● **WHAT IS ASKED**: Rewrite everything from the line containing "(a) The electrical" down to the end of the items, putting "entry step" where "stone step" stands and leaving the rest untouched.

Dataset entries
[Start]

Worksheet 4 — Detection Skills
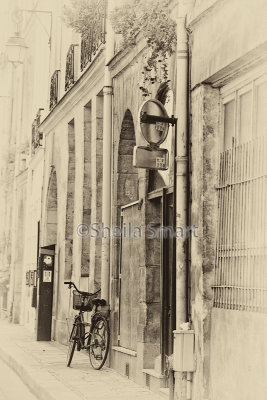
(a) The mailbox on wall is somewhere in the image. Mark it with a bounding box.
[173,330,195,372]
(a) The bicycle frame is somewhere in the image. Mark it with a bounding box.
[64,282,110,369]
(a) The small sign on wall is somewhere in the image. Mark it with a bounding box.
[43,269,52,283]
[30,271,34,286]
[26,271,30,286]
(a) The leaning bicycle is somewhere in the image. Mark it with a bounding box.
[64,282,110,369]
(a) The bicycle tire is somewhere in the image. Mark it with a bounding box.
[67,325,78,367]
[88,314,110,369]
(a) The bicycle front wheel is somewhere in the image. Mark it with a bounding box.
[67,325,78,367]
[88,315,110,369]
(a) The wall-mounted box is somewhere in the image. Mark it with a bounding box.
[173,330,195,372]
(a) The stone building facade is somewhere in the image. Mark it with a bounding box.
[1,0,267,400]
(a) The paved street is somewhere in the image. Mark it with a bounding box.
[0,320,162,400]
[0,360,37,400]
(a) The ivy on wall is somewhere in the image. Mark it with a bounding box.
[110,0,177,97]
[64,0,176,96]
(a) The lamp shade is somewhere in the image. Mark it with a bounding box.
[6,33,27,64]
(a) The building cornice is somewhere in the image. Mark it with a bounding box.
[186,0,227,29]
[39,47,105,135]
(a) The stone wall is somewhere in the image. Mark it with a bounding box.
[191,85,219,400]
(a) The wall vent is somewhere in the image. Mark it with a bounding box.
[146,374,150,389]
[125,363,130,378]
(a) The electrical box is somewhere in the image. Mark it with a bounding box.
[173,330,195,372]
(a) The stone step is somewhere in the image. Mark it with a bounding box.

[End]

● **EXPECTED OUTPUT**:
(a) The electrical box is somewhere in the image. Mark it with a bounding box.
[173,330,195,372]
(a) The entry step is somewhere in the image. Mark it with a bounding box.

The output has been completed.